*** Given entries

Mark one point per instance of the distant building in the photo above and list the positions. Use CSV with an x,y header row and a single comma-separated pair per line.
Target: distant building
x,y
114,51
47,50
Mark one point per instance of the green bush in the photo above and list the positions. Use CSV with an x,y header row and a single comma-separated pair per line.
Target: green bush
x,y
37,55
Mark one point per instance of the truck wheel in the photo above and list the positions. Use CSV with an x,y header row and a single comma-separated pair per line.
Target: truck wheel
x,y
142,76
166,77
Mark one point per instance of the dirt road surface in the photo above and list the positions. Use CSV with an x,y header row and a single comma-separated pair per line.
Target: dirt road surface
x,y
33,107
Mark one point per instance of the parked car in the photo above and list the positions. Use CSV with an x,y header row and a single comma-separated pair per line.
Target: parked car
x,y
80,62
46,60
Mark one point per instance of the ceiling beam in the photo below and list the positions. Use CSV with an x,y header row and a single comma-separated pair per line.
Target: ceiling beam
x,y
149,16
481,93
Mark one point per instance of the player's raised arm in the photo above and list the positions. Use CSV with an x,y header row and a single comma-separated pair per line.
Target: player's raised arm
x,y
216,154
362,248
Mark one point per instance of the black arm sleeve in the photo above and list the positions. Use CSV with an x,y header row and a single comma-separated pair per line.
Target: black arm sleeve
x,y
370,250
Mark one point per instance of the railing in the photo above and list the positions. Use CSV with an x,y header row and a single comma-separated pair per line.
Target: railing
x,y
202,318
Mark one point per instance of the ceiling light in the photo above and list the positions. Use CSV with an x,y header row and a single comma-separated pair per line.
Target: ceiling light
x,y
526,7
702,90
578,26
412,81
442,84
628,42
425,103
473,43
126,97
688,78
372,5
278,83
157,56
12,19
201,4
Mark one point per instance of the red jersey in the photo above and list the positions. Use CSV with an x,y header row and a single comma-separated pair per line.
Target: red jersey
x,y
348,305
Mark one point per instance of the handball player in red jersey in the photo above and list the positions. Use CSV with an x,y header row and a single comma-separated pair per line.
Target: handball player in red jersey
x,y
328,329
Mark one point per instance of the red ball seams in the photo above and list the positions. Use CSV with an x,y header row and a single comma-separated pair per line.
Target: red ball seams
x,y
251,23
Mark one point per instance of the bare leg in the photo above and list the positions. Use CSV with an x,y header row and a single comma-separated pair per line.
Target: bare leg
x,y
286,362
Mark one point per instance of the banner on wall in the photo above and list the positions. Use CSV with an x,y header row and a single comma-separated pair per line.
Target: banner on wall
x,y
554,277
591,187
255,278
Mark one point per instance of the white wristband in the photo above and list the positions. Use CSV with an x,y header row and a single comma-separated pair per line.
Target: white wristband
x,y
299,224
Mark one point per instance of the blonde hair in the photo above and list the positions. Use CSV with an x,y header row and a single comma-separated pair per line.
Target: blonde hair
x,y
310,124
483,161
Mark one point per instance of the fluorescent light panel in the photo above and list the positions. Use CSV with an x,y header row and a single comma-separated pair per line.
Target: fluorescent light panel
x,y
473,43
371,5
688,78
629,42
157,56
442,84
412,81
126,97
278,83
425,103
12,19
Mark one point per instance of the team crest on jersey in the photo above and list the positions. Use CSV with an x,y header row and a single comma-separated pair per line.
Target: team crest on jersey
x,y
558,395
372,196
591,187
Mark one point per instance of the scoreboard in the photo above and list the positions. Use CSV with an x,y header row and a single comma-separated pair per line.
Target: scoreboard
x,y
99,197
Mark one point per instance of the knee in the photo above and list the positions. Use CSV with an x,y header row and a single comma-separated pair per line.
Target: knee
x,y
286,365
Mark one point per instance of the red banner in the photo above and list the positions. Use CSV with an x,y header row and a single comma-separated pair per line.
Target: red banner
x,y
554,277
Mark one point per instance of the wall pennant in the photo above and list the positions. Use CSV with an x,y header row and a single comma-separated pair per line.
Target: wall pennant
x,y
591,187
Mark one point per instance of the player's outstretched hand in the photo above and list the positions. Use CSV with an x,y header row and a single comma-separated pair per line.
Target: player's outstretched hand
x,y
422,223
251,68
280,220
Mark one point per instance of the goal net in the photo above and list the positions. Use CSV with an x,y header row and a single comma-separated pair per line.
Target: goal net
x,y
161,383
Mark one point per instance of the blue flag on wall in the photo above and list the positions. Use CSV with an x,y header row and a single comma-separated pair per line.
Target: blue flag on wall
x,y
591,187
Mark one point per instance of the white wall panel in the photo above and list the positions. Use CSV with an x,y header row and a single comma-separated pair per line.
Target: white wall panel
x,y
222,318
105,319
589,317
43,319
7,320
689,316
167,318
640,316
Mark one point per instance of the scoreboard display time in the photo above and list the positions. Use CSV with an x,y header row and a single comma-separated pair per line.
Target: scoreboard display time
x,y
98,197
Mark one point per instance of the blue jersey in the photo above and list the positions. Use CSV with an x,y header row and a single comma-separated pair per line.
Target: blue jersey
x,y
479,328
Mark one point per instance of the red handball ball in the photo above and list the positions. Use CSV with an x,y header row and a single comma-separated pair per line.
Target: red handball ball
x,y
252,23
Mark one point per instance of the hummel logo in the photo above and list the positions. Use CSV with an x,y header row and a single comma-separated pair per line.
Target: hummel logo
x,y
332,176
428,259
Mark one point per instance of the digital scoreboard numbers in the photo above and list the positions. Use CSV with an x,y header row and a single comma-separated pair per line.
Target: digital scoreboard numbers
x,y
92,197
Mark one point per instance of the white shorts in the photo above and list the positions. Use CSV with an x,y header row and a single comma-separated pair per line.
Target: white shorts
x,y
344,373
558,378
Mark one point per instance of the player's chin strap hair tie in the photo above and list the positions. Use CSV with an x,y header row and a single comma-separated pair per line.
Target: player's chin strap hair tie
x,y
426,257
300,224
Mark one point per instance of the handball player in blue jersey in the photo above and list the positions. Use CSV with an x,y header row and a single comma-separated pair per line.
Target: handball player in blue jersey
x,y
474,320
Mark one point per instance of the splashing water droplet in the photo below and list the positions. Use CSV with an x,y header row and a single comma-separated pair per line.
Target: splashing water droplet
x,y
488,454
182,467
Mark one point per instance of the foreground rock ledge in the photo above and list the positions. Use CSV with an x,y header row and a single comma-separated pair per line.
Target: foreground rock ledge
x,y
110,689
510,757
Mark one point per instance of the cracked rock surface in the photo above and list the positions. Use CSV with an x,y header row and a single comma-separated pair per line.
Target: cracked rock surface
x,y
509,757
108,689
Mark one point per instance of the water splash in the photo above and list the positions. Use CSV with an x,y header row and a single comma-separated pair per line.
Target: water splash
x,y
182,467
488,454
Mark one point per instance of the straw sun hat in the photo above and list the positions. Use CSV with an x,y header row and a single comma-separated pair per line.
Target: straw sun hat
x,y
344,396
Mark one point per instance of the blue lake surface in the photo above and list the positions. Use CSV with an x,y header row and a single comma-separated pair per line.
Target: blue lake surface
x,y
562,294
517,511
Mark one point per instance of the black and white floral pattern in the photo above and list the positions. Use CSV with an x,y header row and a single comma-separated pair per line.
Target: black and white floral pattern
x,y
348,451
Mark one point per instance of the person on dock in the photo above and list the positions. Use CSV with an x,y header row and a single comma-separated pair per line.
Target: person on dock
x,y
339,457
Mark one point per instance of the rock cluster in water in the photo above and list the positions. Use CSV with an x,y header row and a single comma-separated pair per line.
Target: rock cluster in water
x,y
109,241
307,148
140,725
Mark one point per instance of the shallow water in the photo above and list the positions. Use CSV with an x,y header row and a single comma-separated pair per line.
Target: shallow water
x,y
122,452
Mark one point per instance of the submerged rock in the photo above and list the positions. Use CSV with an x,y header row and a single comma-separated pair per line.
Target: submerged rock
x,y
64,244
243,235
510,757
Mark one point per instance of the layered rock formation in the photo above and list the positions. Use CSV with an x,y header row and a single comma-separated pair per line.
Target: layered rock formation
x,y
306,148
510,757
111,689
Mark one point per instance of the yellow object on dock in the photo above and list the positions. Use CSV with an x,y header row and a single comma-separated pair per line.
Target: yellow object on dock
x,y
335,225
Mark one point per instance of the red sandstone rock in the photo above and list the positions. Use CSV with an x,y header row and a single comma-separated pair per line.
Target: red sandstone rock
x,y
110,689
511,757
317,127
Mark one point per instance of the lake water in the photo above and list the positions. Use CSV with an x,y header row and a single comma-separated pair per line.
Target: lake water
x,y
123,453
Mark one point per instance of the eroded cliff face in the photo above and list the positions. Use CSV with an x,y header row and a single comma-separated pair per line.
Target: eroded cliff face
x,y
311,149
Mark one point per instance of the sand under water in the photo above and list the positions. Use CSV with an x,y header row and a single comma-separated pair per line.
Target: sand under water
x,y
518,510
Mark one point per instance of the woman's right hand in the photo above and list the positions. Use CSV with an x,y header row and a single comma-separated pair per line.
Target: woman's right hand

******

**Your objective**.
Using the data above, count the lines where "woman" appears. Reply with the number only.

**Written reply**.
2